Exercise aim
Copy the rows below, replacing every "Marked at" with "Located at" and keeping everything else the same.

Task input

=====

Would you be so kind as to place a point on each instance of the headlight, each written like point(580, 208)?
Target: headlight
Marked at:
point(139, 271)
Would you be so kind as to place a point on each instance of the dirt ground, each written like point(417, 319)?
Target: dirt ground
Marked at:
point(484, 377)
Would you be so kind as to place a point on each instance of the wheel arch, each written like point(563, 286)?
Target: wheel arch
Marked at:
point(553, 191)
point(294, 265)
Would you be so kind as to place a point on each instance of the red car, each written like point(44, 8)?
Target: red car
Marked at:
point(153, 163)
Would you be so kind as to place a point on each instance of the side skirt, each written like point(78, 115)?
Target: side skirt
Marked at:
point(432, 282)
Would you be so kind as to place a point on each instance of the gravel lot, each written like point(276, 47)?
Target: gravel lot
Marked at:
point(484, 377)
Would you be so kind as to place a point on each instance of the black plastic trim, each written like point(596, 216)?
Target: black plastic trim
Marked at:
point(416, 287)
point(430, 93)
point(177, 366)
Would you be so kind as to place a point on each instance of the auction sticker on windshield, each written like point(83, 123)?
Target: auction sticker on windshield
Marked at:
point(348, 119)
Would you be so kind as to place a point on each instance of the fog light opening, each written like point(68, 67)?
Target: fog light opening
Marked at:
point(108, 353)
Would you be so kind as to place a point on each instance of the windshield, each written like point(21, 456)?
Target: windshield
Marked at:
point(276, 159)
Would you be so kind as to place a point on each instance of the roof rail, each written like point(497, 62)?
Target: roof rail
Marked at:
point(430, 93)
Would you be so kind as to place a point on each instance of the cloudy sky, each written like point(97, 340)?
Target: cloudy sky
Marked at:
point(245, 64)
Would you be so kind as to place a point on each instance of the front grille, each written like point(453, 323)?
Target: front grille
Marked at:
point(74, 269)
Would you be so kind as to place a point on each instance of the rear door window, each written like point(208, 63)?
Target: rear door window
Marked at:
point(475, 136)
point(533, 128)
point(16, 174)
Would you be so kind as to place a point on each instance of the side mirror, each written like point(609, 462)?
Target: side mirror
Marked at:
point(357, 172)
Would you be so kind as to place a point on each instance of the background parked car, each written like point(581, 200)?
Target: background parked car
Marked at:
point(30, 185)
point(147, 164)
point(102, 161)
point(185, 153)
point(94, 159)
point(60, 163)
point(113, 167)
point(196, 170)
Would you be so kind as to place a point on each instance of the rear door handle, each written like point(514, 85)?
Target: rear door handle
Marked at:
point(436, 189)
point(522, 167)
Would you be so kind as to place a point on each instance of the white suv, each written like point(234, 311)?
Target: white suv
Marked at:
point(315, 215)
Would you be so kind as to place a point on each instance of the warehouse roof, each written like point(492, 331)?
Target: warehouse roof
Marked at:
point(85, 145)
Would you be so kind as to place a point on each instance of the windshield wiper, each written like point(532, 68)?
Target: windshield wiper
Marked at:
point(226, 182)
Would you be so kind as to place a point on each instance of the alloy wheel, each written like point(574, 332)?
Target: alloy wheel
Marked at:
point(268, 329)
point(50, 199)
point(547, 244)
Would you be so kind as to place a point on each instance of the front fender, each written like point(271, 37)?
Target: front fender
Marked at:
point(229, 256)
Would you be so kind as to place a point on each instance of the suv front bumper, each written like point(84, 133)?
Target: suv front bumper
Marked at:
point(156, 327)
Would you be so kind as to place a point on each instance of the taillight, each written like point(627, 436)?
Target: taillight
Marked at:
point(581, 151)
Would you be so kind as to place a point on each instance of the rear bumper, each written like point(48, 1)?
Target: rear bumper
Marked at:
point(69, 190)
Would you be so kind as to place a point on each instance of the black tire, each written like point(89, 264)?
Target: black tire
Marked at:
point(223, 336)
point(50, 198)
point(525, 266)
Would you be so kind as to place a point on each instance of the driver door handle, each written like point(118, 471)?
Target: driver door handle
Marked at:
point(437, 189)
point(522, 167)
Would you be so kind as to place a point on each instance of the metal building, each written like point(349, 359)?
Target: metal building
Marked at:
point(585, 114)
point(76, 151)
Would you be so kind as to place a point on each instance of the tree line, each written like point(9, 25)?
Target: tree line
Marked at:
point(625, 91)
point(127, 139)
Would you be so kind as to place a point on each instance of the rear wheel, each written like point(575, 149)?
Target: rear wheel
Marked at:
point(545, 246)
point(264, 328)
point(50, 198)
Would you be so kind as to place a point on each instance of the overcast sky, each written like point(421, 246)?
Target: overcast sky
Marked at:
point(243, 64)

=====

Problem solution
Would you be so kind as to place a point on each instance of the headlight, each written like point(580, 208)?
Target: headlight
Located at:
point(139, 271)
Would you be so kind as to place a point on each instance of the dirt ground, each written like point(417, 319)?
Target: dirt ground
Located at:
point(484, 377)
Would you be so kind as to place a point on each instance of the wheel arch, each written like point(563, 286)?
Target: wheel arch
Located at:
point(553, 191)
point(294, 265)
Would you be so kind as to place a point on each instance of the red car, each written like point(44, 8)?
Target: red car
Located at:
point(153, 163)
Would you be so kind as to place a point on each instance of the side skirt, each written like point(78, 115)?
Target: side skirt
Located at:
point(432, 282)
Would you be so kind as to place a point on each instance of the gravel lot, each written like point(276, 47)?
Target: gravel lot
Located at:
point(484, 377)
Would you be so kind as to place a point on each instance of the black plastic trim, each written like point(596, 216)?
Target: black plastic trim
Located at:
point(416, 287)
point(430, 93)
point(177, 366)
Would you be so kind as to place a point on each instance of the auction sticker on windshield, each written like point(83, 123)?
Target: auction sticker on windshield
Located at:
point(348, 119)
Would you be so kind as to place a point on each instance of the fog light opening, each written like point(68, 67)?
Target: fog light opening
Located at:
point(108, 353)
Would you be so kind as to place a point on each instance of the windshield, each written like point(21, 456)?
Target: windshield
Located at:
point(276, 159)
Would you be so kind as to place a point on each instance of the roof rail, each written like point(497, 62)?
Target: roof rail
Located at:
point(430, 93)
Would you be so kind as to place a point on each instance of the cloudy sky, each written like point(97, 340)?
Target: cloudy sky
Located at:
point(245, 64)
Would you be so kind as to place a point on each instance of the front grille, each written like point(453, 323)?
Target: front grille
Located at:
point(74, 269)
Would you be so kind as to place a point on each instance of the rear door window, each written like point(208, 63)?
Target: rear door window
Located at:
point(475, 136)
point(533, 128)
point(16, 174)
Would you be so kind as to place a point on each instance of the side mirror, each written like point(609, 462)?
Target: side mirror
Located at:
point(357, 172)
Would you be so kind as to place a point on each instance of the background parked car, each written like point(581, 200)?
Target: background parked car
Located at:
point(30, 185)
point(147, 164)
point(102, 161)
point(185, 153)
point(94, 159)
point(60, 163)
point(113, 167)
point(196, 170)
Would you be so kind as to place a point on each instance of the rear door handle, each written like point(514, 85)?
Target: rear door handle
Located at:
point(436, 189)
point(522, 167)
Would you be so kind as to place a point on each instance of the white suv, each written like point(234, 311)?
Target: white suv
Located at:
point(315, 215)
Would you be so kind as to place a point on each instance of the warehouse roof, each written like point(492, 331)?
Target: warehouse roof
Located at:
point(85, 145)
Would you be so kind as to place a point on each instance of the windshield wiper, each written like point(532, 68)?
Target: windshield wiper
Located at:
point(226, 182)
Would you be so kind as to place a point on each instance of the alloy wheel, each written like point(574, 332)?
Target: alloy wheel
Located at:
point(268, 329)
point(50, 199)
point(547, 244)
Would you be so kind as to place a point on each instance of the front fender, each written like point(271, 37)?
Target: front fender
Located at:
point(229, 256)
Would you be so kind as to place a point on each instance of the suv front bumper, each written like point(84, 133)?
Target: suv front bumper
Located at:
point(156, 327)
Would you be so kind as to place a point on each instance of the taillight, each written like point(627, 436)?
Target: taillight
Located at:
point(581, 151)
Would you be so kind as to place a point on each instance of the rear bumper, each written like point(48, 1)?
Target: rear bumper
Located at:
point(69, 190)
Would you be so kind as to place a point on each instance of the black tire, each written like point(89, 264)?
Target: black tire
Located at:
point(223, 336)
point(50, 198)
point(525, 266)
Would you be so kind as to place a point on each instance of the driver door handle, each written like point(118, 471)?
Target: driver door handle
Located at:
point(437, 189)
point(522, 167)
Would you be so kind as to place a point on each instance of the metal building, each written like point(349, 359)?
Target: metal building
Located at:
point(585, 114)
point(76, 151)
Would you be so kind as to place a point on each instance of the tree line, each written like point(9, 25)?
Target: tree line
Located at:
point(625, 91)
point(127, 139)
Would you be so kind as to place a point on each instance of the rear wheel, each written like point(575, 149)?
Target: rear wheel
Located at:
point(545, 246)
point(264, 328)
point(50, 198)
Would you be so kind as to place a point on each instance of the overcast sky, each written like point(421, 246)?
Target: overcast sky
Located at:
point(243, 64)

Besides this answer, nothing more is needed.